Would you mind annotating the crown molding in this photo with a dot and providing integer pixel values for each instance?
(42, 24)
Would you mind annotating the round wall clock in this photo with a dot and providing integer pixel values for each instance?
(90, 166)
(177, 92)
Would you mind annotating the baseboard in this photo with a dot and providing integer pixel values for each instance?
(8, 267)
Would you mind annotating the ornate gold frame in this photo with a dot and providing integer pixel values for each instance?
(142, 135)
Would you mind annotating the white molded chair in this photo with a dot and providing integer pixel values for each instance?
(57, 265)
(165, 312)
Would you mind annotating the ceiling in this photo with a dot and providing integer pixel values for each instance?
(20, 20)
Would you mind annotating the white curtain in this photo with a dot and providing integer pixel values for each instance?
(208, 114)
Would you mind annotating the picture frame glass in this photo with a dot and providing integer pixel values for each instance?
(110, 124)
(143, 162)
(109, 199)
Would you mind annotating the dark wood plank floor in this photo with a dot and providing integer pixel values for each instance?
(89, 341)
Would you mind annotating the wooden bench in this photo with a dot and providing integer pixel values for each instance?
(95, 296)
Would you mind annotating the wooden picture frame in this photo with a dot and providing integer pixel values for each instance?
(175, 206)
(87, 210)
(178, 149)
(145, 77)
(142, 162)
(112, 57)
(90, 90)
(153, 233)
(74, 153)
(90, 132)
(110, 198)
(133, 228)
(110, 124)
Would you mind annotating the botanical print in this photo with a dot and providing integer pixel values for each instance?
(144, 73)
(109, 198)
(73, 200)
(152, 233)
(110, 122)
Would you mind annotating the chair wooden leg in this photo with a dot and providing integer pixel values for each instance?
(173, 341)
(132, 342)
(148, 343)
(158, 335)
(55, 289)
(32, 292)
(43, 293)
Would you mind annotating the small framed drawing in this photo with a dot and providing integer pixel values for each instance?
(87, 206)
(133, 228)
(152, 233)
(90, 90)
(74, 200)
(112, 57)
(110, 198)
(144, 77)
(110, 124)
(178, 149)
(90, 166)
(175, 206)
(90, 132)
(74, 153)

══════════════════════════════

Set down only the lines running from the line with "Would you mind annotating the wooden picture" to the end of the entries above, both included, exactly as they stand.

Would you mind annotating the wooden picture frame in this photo with a dot and providing integer pixel values for each instance?
(175, 206)
(87, 210)
(178, 149)
(145, 77)
(142, 162)
(112, 57)
(90, 90)
(153, 233)
(74, 153)
(90, 132)
(110, 198)
(133, 228)
(110, 124)
Would you mind annotating the botanical print in this photo with a dot and providing integer pixel values for each instance?
(144, 73)
(109, 198)
(73, 200)
(152, 233)
(110, 122)
Would you mind annotating the chair wooden leg in this photo with a dot and providing integer pixel values for each instance?
(173, 341)
(132, 342)
(148, 343)
(158, 335)
(55, 289)
(32, 292)
(43, 293)
Would you mind annotating the small framed drawing in this photo with a dot and providing integer pixel values for each instance?
(87, 206)
(133, 228)
(152, 233)
(90, 90)
(74, 200)
(112, 57)
(110, 198)
(144, 77)
(110, 124)
(178, 149)
(90, 166)
(175, 206)
(90, 132)
(74, 153)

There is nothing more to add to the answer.